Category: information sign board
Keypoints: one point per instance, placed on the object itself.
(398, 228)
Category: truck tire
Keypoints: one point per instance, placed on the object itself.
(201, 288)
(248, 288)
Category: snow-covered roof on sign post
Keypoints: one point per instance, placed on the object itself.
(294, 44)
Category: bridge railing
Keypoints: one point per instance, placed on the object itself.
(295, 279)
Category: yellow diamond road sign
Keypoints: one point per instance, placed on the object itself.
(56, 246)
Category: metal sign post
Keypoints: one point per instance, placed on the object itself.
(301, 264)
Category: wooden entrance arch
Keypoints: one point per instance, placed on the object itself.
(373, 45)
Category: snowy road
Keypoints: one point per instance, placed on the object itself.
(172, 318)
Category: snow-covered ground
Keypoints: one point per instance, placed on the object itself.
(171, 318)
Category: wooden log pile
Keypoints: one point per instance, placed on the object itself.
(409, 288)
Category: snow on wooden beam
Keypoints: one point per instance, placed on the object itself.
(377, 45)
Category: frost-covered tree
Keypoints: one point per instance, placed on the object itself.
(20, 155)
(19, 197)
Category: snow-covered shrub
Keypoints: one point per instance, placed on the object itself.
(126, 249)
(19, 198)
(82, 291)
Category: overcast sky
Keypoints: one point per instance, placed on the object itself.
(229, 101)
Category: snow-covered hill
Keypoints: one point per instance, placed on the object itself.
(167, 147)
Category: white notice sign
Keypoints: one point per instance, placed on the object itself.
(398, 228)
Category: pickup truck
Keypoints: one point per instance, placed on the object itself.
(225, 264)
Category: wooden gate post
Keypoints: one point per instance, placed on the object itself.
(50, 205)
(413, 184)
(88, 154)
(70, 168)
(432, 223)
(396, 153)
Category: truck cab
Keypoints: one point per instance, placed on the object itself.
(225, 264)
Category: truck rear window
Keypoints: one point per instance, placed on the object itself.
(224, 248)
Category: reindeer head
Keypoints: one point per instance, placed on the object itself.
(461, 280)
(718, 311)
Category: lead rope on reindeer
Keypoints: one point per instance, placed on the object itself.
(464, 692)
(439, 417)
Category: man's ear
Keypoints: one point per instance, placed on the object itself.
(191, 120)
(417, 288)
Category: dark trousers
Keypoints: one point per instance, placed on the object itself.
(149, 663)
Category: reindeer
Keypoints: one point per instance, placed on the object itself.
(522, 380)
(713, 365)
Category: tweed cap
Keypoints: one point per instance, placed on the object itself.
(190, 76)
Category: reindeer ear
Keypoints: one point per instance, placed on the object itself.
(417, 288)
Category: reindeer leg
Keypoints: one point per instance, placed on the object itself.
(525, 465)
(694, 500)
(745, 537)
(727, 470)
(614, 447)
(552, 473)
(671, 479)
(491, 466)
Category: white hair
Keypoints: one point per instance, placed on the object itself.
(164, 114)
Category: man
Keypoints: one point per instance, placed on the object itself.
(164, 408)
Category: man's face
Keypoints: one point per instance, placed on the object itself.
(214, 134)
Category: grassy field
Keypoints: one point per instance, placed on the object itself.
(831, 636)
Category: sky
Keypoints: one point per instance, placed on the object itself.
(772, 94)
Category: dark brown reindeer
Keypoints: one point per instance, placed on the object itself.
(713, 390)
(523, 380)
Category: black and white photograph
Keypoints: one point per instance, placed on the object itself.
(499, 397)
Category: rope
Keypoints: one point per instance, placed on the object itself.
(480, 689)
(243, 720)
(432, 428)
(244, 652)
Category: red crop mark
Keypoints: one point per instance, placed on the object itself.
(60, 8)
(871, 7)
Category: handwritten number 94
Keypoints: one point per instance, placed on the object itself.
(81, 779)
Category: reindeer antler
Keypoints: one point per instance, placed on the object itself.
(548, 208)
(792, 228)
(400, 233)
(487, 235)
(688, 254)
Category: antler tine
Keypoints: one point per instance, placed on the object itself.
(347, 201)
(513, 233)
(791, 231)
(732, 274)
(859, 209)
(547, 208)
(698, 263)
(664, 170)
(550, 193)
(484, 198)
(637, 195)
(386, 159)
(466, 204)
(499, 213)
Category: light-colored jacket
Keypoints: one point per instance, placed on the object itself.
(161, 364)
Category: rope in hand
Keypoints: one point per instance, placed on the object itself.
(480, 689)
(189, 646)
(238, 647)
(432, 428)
***
Your goal
Rewrite all of the lines above as a Markdown table with the columns "Row" and "Line", numbering the rows in order. Omit any blank lines.

Final result
| Row | Line |
|---|---|
| 1 | Category: information sign board |
| 2 | Keypoints: one point per instance, placed on the object itself. |
| 3 | (398, 228) |
| 4 | Category: truck tire |
| 5 | Keypoints: one point per instance, placed on the object itself. |
| 6 | (201, 288) |
| 7 | (248, 288) |
| 8 | Category: snow-covered roof on sign post |
| 9 | Keypoints: one point per instance, placed on the object itself. |
| 10 | (294, 44) |
| 11 | Category: bridge railing |
| 12 | Keypoints: one point per instance, placed on the object itself. |
| 13 | (295, 279) |
| 14 | Category: yellow diamond road sign |
| 15 | Keypoints: one point per instance, placed on the object itself. |
| 16 | (56, 246) |
| 17 | Category: metal sign post |
| 18 | Keypoints: one point per instance, placed on the object itself. |
| 19 | (301, 264) |
| 20 | Category: wooden entrance arch |
| 21 | Keypoints: one point per instance, placed on the object itself. |
| 22 | (373, 45) |
| 23 | Category: snowy road |
| 24 | Keypoints: one point per instance, placed on the object itself. |
| 25 | (172, 318) |
| 26 | Category: snow-covered ground |
| 27 | Keypoints: one point per instance, placed on the object itself. |
| 28 | (171, 318) |
| 29 | Category: wooden log pile |
| 30 | Keypoints: one point per instance, placed on the object itself. |
| 31 | (409, 288) |
| 32 | Category: snow on wooden beam |
| 33 | Keypoints: one point per instance, placed on the object itself. |
| 34 | (377, 45) |
| 35 | Category: frost-covered tree |
| 36 | Keypoints: one point per instance, placed on the object itself. |
| 37 | (20, 155) |
| 38 | (19, 197) |
| 39 | Category: snow-covered shrub |
| 40 | Keypoints: one point per instance, placed on the object itself. |
| 41 | (126, 249) |
| 42 | (19, 198) |
| 43 | (82, 291) |
| 44 | Category: overcast sky |
| 45 | Keypoints: one point per instance, placed on the object itself. |
| 46 | (229, 101) |
| 47 | Category: snow-covered hill |
| 48 | Keypoints: one point per instance, placed on the object itself. |
| 49 | (167, 147) |
| 50 | Category: white notice sign |
| 51 | Keypoints: one point per instance, placed on the object itself. |
| 52 | (398, 228) |
| 53 | Category: pickup truck |
| 54 | Keypoints: one point per instance, placed on the object itself. |
| 55 | (225, 264) |
| 56 | Category: wooden gate post |
| 57 | Keypoints: one point per instance, placed on the object itself. |
| 58 | (50, 205) |
| 59 | (413, 184) |
| 60 | (88, 154) |
| 61 | (70, 168) |
| 62 | (432, 223) |
| 63 | (396, 153) |
| 64 | Category: truck cab |
| 65 | Keypoints: one point per instance, placed on the object itself. |
| 66 | (225, 264) |
| 67 | Category: truck rear window |
| 68 | Keypoints: one point per instance, placed on the object itself. |
| 69 | (224, 248) |
| 70 | Category: reindeer head |
| 71 | Keypoints: one point per instance, placed on the object itself. |
| 72 | (461, 280) |
| 73 | (718, 311) |
| 74 | Category: lead rope on reindeer |
| 75 | Keypoints: one point per instance, placed on the object itself. |
| 76 | (464, 692) |
| 77 | (439, 417) |
| 78 | Category: man's ear |
| 79 | Keypoints: one point per instance, placed on the object itself. |
| 80 | (191, 120) |
| 81 | (417, 288) |
| 82 | Category: dark trousers |
| 83 | Keypoints: one point per instance, placed on the object itself. |
| 84 | (149, 663) |
| 85 | Category: reindeer |
| 86 | Keypoints: one point per instance, placed on the object itself. |
| 87 | (522, 380) |
| 88 | (713, 365) |
| 89 | Category: tweed cap |
| 90 | Keypoints: one point per instance, placed on the object itself. |
| 91 | (190, 76) |
| 92 | Category: reindeer ear |
| 93 | Keypoints: one point per instance, placed on the object itself. |
| 94 | (417, 288) |
| 95 | Category: reindeer leg |
| 96 | Keypoints: one point per instance, placed on the object itself. |
| 97 | (525, 465) |
| 98 | (694, 500) |
| 99 | (745, 537) |
| 100 | (727, 470) |
| 101 | (614, 447) |
| 102 | (552, 473) |
| 103 | (671, 479) |
| 104 | (491, 466) |
| 105 | Category: white hair |
| 106 | Keypoints: one point per instance, placed on the object itself. |
| 107 | (164, 114) |
| 108 | Category: man |
| 109 | Keypoints: one point per instance, placed on the object itself. |
| 110 | (164, 408) |
| 111 | Category: man's face |
| 112 | Keypoints: one point per instance, placed on the object itself. |
| 113 | (214, 134) |
| 114 | Category: grassy field |
| 115 | Keypoints: one point per instance, placed on the object itself. |
| 116 | (831, 636) |
| 117 | Category: sky |
| 118 | Keypoints: one point per instance, placed on the object itself. |
| 119 | (772, 94) |
| 120 | Category: dark brown reindeer |
| 121 | Keypoints: one point per instance, placed on the object itself. |
| 122 | (713, 390) |
| 123 | (523, 380) |
| 124 | Category: black and white photograph |
| 125 | Keypoints: one point per instance, placed on the object itself. |
| 126 | (499, 397) |
| 127 | Category: rope |
| 128 | Keypoints: one point per instance, placed on the object itself. |
| 129 | (480, 689) |
| 130 | (243, 720) |
| 131 | (432, 428) |
| 132 | (244, 652) |
| 133 | Category: red crop mark |
| 134 | Keypoints: one point per instance, placed on the object itself. |
| 135 | (60, 8) |
| 136 | (871, 7) |
| 137 | Category: handwritten number 94 |
| 138 | Keypoints: one point per instance, placed on the object itself. |
| 139 | (81, 779) |
| 140 | Category: reindeer antler |
| 141 | Keypoints: one point per instance, placed on the object itself. |
| 142 | (548, 208) |
| 143 | (792, 228) |
| 144 | (400, 233) |
| 145 | (487, 235) |
| 146 | (688, 254) |
| 147 | Category: antler tine |
| 148 | Keypoints: one point per instance, placed on the object itself. |
| 149 | (347, 201) |
| 150 | (513, 233) |
| 151 | (791, 231) |
| 152 | (732, 274) |
| 153 | (859, 209) |
| 154 | (547, 208) |
| 155 | (698, 263) |
| 156 | (664, 170) |
| 157 | (550, 193) |
| 158 | (484, 198) |
| 159 | (637, 195) |
| 160 | (386, 159) |
| 161 | (466, 204) |
| 162 | (499, 213) |
| 163 | Category: light-colored jacket |
| 164 | Keypoints: one point per instance, placed on the object itself. |
| 165 | (161, 364) |
| 166 | Category: rope in hand |
| 167 | Keypoints: one point per instance, placed on the object itself. |
| 168 | (480, 689) |
| 169 | (189, 646) |
| 170 | (238, 647) |
| 171 | (432, 428) |